[Jobs]
(1) In the article on Singapore's floating solar power plant, how many solar panels are spread across the water?
(2) Write the next part of the article on Singapore's floating solar power plant, picking up right after its last sentence.

[Excerpt provided]
◇ ◇ ◇ ◇ ◇ ◇ ◇

One Of World’s Largest Floating Solar PV Power Projects Completed In Singapore
I recall when floating solar PV power plants popped onto the scene at some point in the past decade. On the one hand, the idea was so funny and fanciful that it seemed unrealistic. On the other hand, there appeared to be a lot of benefits to the approach — cooler surfaces (which help with solar panel efficiency, approx. 5–15%), fairly simple installation, no need to compete with other sectors for land use, no concern of shade, large and predictable spaces. The latter hand has indeed been winning out, as the floating solar PV market has been growing larger and larger.
The latest news of a large floating solar PV power project comes out of Singapore, a place that knows the challenges of limited land extremely well. The city-state, home to about 6 million people, launched one of the largest floating solar power plants in the world this week. The project will reportedly cover an area equal to 45 football fields! More specifically, but much harder for me to visualize without the previous comparison, the area covered is 45 hectares (111.2 acres). In total, there are 45,000 solar panels spread across the water. The purpose of this solar power plant floating over some good old H2O? Powering Singapore’s 5 water treatment plants, ironically.

◇ ◇ ◇ ◇ ◇ ◇ ◇

[Excerpted records]
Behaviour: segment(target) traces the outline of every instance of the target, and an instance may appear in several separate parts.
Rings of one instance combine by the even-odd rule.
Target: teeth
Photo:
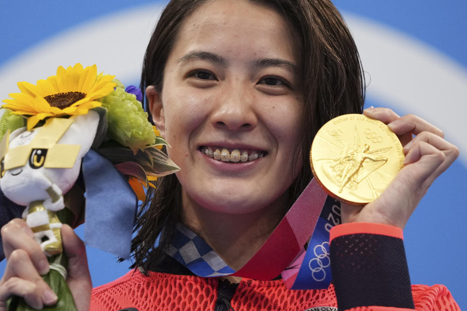
[[[222,153],[220,154],[220,160],[224,162],[230,161],[230,153],[229,152],[229,150],[225,148],[222,149]]]
[[[220,150],[216,148],[214,151],[214,158],[216,160],[220,160]]]
[[[214,157],[214,153],[213,152],[213,149],[210,147],[204,148],[204,153],[206,156],[211,157]]]
[[[215,148],[214,151],[213,151],[213,148]],[[251,151],[251,154],[249,155],[248,151],[247,150],[241,152],[240,150],[235,149],[232,150],[232,152],[230,152],[227,148],[220,147],[202,147],[201,148],[201,151],[208,156],[214,157],[216,160],[220,160],[223,162],[235,163],[240,161],[252,161],[265,156],[264,153],[262,152]]]
[[[244,151],[242,153],[242,156],[240,157],[240,160],[242,162],[246,162],[248,161],[248,152]]]
[[[230,154],[231,162],[238,162],[240,161],[240,150],[234,149]]]
[[[252,160],[256,160],[258,158],[258,156],[259,156],[257,152],[253,152],[252,154],[250,155],[250,156],[248,157],[248,159],[250,161],[251,161]]]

◇ ◇ ◇ ◇ ◇ ◇ ◇

[Set of answers]
(1) 45,000

(2)
Sembcorp Tengeh Floating Solar Farm. Image courtesy of Sembcorp Industries Ltd. View Terms of Use.
That’s not where the fun of new tech used for good ends. Facility operators will use drones to monitor the PV facility. The solar panels are expected to last 25 years, but I would not be surprised to see them go much longer, especially with effective, smart maintenance.
The floating solar power plant is named Sembcorp Tengeh Floating Solar Farm and is located on the Tengeh Reservoir. The project, built by Sembcorp Floating Solar Singapore, a subsidiary of Sembcorp Industries, offers 60 megawatts (MW) of power capacity. A short video of progress to date was published a couple of days ago at the link above. As cool as the concept of floating solar PV power plants is, and as cool as pictures of a large project are, I don’t think the concept or a few pictures compare to watching a video of a large project (even one that’s just 55 seconds long), so I do recommend clicking that link above and watching the production from The Straits Times/Singapore Press Holdings Limited. (No, we don’t have any association with them or get rewarded if you do. I just think the video is super cool.)
Sembcorp Tengeh Floating Solar Farm. Image courtesy of Sembcorp Industries Ltd. View Terms of Use.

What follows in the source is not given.